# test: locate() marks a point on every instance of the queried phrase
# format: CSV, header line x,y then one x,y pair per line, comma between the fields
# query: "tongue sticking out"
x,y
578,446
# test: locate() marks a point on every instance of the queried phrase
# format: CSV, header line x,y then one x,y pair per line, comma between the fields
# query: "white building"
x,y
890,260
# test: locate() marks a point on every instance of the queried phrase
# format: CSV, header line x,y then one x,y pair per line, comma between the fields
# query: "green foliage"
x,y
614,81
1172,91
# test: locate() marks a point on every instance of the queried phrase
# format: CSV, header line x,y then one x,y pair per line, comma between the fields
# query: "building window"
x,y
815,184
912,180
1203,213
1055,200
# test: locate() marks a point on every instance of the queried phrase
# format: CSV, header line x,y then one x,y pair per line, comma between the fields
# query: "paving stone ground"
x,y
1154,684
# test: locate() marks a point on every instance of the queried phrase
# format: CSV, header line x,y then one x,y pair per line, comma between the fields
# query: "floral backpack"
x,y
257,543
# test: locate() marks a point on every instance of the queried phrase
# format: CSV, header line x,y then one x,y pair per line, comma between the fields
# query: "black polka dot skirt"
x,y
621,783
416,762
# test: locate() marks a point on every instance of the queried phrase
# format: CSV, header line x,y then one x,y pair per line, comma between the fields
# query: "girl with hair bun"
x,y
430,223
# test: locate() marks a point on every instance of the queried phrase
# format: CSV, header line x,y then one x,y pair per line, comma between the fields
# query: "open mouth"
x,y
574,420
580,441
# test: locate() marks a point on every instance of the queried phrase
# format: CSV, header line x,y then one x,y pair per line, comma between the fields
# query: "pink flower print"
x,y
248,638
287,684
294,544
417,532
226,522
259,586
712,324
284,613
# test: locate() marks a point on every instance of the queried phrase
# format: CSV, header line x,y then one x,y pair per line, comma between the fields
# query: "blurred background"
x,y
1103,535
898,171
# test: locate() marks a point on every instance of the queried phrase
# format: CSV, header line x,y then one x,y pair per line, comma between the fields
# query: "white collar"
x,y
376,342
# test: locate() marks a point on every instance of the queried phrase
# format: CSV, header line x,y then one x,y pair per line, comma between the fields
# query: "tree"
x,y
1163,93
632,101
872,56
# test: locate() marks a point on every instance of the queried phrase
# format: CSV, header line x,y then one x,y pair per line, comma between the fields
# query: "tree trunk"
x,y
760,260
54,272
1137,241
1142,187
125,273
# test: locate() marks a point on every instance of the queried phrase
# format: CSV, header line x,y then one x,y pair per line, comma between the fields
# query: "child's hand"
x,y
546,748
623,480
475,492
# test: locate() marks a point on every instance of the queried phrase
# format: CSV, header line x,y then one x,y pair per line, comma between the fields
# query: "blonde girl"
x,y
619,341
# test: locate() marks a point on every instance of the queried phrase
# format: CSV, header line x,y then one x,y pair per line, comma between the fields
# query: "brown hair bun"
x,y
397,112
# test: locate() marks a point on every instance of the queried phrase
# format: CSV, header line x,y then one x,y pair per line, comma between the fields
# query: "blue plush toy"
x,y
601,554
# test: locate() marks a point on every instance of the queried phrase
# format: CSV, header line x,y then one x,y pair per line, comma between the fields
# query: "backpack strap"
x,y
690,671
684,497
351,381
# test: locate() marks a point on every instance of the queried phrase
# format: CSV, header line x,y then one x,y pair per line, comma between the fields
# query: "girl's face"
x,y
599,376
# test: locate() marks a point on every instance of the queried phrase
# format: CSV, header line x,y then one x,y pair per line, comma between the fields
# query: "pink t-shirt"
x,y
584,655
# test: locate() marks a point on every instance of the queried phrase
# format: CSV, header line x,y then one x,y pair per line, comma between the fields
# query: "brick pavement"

+--

▶ **Direction**
Word for word, write out the data.

▶ **Full solution**
# test: locate() marks a point on every instance of the queried phrase
# format: CSV, header line x,y then one x,y pair per line, comma between the fields
# query: "tongue sticking out"
x,y
578,446
# test: locate() marks a point on every instance of the queried phrase
# format: CSV, header line x,y then one x,y pair per line, comma between the fields
# query: "white building"
x,y
890,260
# test: locate() marks a point on every instance of the queried phrase
# format: CSV, header line x,y then one x,y pair per line, comma between the fields
# query: "green foliage"
x,y
614,81
1172,91
# test: locate() marks a point on every instance of the queried phrase
# format: CSV, header line x,y then one x,y pair per line, comma between the fields
# query: "building window"
x,y
815,184
912,180
1203,213
1055,200
# test: locate() marks a point on every instance of the queried phrase
# format: CSV, header line x,y then one x,y pair per line, comma between the fields
# query: "paving stone ground"
x,y
1154,684
# test: locate() marks a point on every instance of the queried phrase
# format: CSV, header line x,y then one x,y pair per line, comma between the fields
# query: "floral backpack"
x,y
257,543
# test: locate() marks a point on every instance of the queried phrase
# format: CSV, header line x,y then one x,y pair per line, comma between the fields
# query: "black polka dot skirt"
x,y
621,783
416,762
# test: locate() marks a point on every instance of the queried phrase
# format: CSV, header line x,y then one x,y pair per line, comma between the fields
# query: "girl with hair bun"
x,y
430,223
# test: locate() marks a point on every instance of the queried phrase
# format: CSV, header line x,y then one x,y pair per line, comma between the fields
# query: "open mouth"
x,y
574,420
580,441
# test: locate() marks a point on every instance of the queried phrase
# format: CSV, header line x,y then one x,y pair per line, comma between the fields
# query: "pink flower print"
x,y
248,638
287,684
294,544
417,532
226,522
259,586
712,324
284,613
# test: locate() marks a point on every instance of the queried phrase
# format: CSV, header line x,y then one x,y pair per line, comma between the fields
# query: "blurred background"
x,y
1103,535
898,171
# test: locate() marks a point on every instance of the queried phrase
# format: CSV, header line x,y then one x,y pair per line, comma between the fields
# query: "white collar"
x,y
376,342
# test: locate() marks a point on every instance of the queried phrase
# format: CSV, header line x,y then one x,y pair per line, comma between the fields
# query: "tree"
x,y
1163,93
632,101
872,56
# test: locate() marks a point on every instance of the queried phrase
# format: CSV, header line x,y then one x,y pair per line, comma between the fields
# query: "tree trunk"
x,y
760,260
54,272
1137,241
1142,187
125,273
# test: locate() marks a point on every instance of the queried phrase
# format: CSV, header line x,y then one x,y pair per line, comma between the fields
# query: "child's hand"
x,y
546,748
623,480
475,492
# test: locate() marks a point on every instance of the queried phrase
# format: CSV, header line x,y then one x,y pair per line, comma between the fields
# query: "blonde girl"
x,y
619,341
# test: locate() marks a point on every instance of the queried phrase
# format: CSV, header line x,y then one x,y pair per line, comma between the fields
# query: "brown hair bun"
x,y
397,112
# test: locate() marks a point on every instance of the queried phrase
# format: CSV, header line x,y then one x,y pair per line, comma between the fields
# query: "blue plush toy"
x,y
601,554
# test: locate() marks a point on every instance of the queried phrase
# format: CSV, header line x,y then one x,y pair per line, comma between the fields
# query: "backpack strap"
x,y
690,671
684,497
351,381
# test: locate() marks a point on every instance of the queried phrase
# format: CSV, header line x,y then one x,y pair per line, comma between the fields
# query: "girl's face"
x,y
599,376
# test: locate() marks a point on every instance of the queried phrase
# format: CSV, header line x,y then one x,y pair per line, comma between the fields
# query: "pink t-shirt"
x,y
584,655
# test: locate() marks a point on every instance of the queried phrase
# format: CSV, header line x,y then one x,y pair per line, comma between the fields
# query: "brick pavement"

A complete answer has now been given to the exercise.